━━━━━ Material for this exercise ━━━━━

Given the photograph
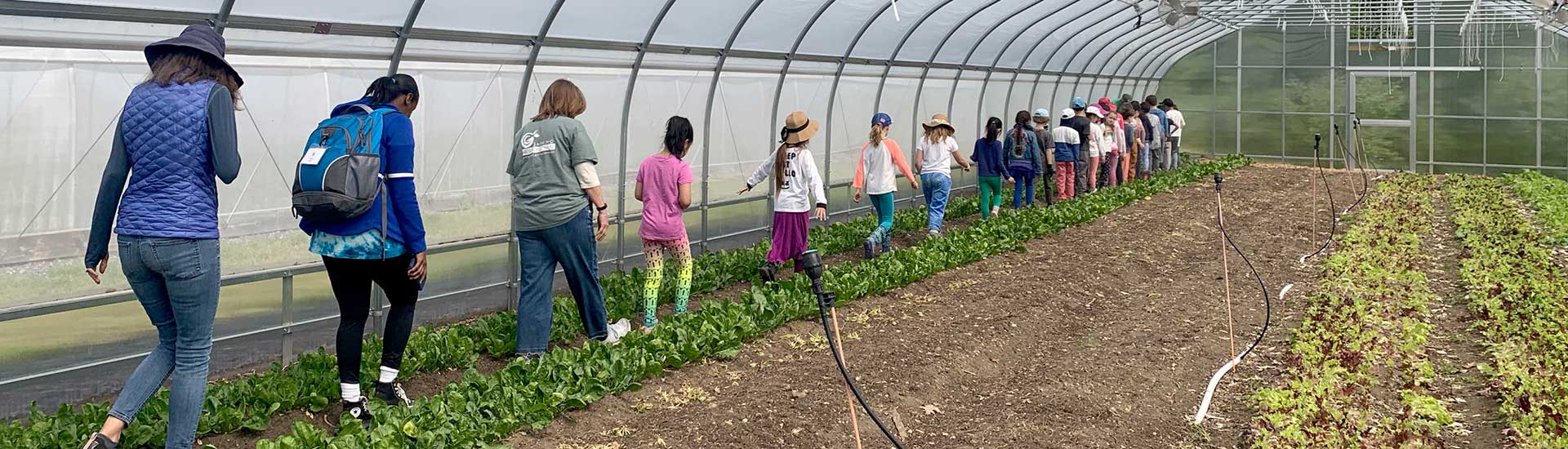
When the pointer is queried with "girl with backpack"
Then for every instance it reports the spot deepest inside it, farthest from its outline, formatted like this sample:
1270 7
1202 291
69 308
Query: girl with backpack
356 253
1022 159
795 184
874 175
664 184
175 136
993 167
933 159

━━━━━

§ **Problem description**
Transcribe each entry above exactly, apart from the pictures.

§ **Solution for this problem**
Given the photograph
When the pointer is queried with "girl with backpack"
Then for every instance it reports the spot deepest inside it, farthest from its outline, formatted like this sample:
1270 7
1202 291
69 308
Query: girl with backpack
356 253
1022 159
795 184
874 175
664 184
175 136
993 167
933 159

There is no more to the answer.